Written problem 1:
Using the research summary, answer each of the following questions on its own line:
(a) Who investigates how Americans decide whether Latinos are "American"?
(b) Which two characteristics of the Latino population are named as examples of observable target characteristics?
(c) What does the study's design isolate?
Written problem 2:
Retype the part of the research summary that begins at the words "What the Study" and stops after the words "judgments of Americanness.".

Text shown:
## Start
Why This Research Matters
Group boundaries—who counts as a fellow national and who does not—shape everyday interactions, political alliances, and policy debates about immigration and belonging. Angie Ocampo-Roland investigates how Americans decide whether Latinos are “American,” probing differences between White and Black respondents and attending to variation within the Latino population itself.
What the Study Asks
The paper asks whether people’s sense of group prototypicality (who represents the group) and their own identity strength alter how they draw boundaries around Americanness, and whether those processes differ across White and Black Americans. It also examines how observable target characteristics within the diverse Latino population—such as nativity and parental documentation status—affect judgments of Americanness.
How the Analysis Works
Ocampo-Roland compares White and Black respondents’ perceptions of Latinos, using survey-based comparisons that vary features of Latino targets (for example, U.S.-born status and whether a parent is undocumented) and measure respondent motivations and concerns. The design isolates how cultural versus economic/political considerations shape boundary drawing across respondent groups.
## End
Supplied data:
## Start
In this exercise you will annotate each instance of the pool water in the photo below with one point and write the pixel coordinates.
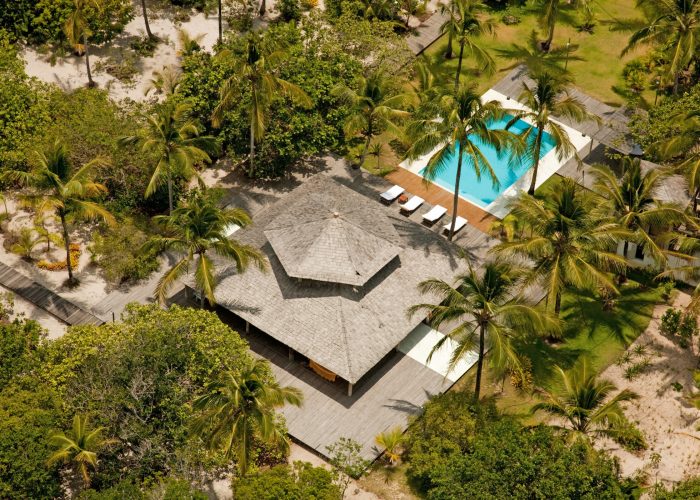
## End
Complete response 1:
(a) Angie Ocampo-Roland
(b) Nativity and parental documentation status
(c) How cultural versus economic/political considerations shape boundary drawing across respondent groups

Complete response 2:
What the Study Asks
The paper asks whether people’s sense of group prototypicality (who represents the group) and their own identity strength alter how they draw boundaries around Americanness, and whether those processes differ across White and Black Americans. It also examines how observable target characteristics within the diverse Latino population—such as nativity and parental documentation status—affect judgments of Americanness.